• _What this task involves_
Could you please output all of the data exactly, without the images?
(Data records Opens)
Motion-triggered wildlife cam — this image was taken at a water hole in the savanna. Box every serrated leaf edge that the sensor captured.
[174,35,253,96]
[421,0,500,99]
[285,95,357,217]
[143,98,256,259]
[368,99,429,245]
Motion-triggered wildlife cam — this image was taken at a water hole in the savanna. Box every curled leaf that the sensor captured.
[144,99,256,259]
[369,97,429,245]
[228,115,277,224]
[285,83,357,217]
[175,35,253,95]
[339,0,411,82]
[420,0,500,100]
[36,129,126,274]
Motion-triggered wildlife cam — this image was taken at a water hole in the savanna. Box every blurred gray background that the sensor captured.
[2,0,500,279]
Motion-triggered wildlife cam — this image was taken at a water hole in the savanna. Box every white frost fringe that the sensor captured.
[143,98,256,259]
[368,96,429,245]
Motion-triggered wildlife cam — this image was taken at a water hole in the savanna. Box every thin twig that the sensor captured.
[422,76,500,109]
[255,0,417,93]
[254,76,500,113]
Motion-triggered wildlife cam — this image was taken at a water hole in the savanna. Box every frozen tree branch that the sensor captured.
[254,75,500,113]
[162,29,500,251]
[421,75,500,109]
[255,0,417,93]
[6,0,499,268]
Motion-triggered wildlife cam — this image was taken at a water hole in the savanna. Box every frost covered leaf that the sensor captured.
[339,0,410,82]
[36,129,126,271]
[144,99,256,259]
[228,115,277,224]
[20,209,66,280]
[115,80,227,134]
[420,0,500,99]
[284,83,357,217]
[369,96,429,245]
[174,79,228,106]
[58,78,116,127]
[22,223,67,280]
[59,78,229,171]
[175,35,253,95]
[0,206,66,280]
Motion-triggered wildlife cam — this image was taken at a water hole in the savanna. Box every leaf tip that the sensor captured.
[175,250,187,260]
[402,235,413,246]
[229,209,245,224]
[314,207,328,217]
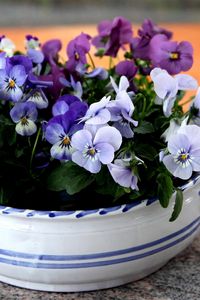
(Data records Closes)
• _Answer space_
Motion-triggered wildlife cam — this image was taken at a water hole in the savanna. Box every serrated leaf edge that the sensor captured.
[174,35,253,96]
[421,0,500,99]
[285,95,357,217]
[143,98,256,259]
[368,99,429,245]
Motion-triggered wildlife cam — this image was taken at a water hole in the savanna. Box every curled leaf that the sensor captured.
[144,99,256,259]
[369,97,429,245]
[228,115,277,224]
[285,83,357,217]
[175,35,253,95]
[339,0,411,82]
[420,0,500,100]
[36,129,126,274]
Motion-triggered wildlife cam — this image was taken at a water hole in the savanna. Box every blurred gray background that the sensor captured.
[2,0,500,279]
Motion-triggered wildlife cam — this image was taken at a water hole in the savanna. Box every white frost fringe that the sensor captured.
[143,98,256,259]
[368,96,429,245]
Motion-triggered wildlife cam — this image was taken at a water hole in the savanna. Box every thin twig that the sensor captured.
[422,76,500,109]
[255,0,417,93]
[254,76,500,113]
Motion-triggered wildlife cam — this image was taken at a water hole in the savanna. Box every frozen tree branch that the sensor captured.
[254,75,500,113]
[162,29,500,251]
[421,75,500,109]
[255,0,417,93]
[6,0,499,268]
Motion-triggered wildlife cam — this image was taken at a water hole in the savanna. Box every frost covered leaf that the sensor captured.
[339,0,410,82]
[36,129,126,271]
[144,99,256,259]
[228,115,277,224]
[20,209,66,280]
[115,80,227,134]
[420,0,500,99]
[284,83,357,217]
[369,96,429,245]
[174,79,228,106]
[58,78,116,127]
[22,223,67,280]
[59,78,229,171]
[175,35,253,95]
[0,206,66,280]
Motion-triggered wildlife cam — this image was taken at a water hole in the savanna. Box every leaf tip that the sensor captured.
[175,250,187,260]
[402,235,413,246]
[229,209,245,224]
[314,207,328,217]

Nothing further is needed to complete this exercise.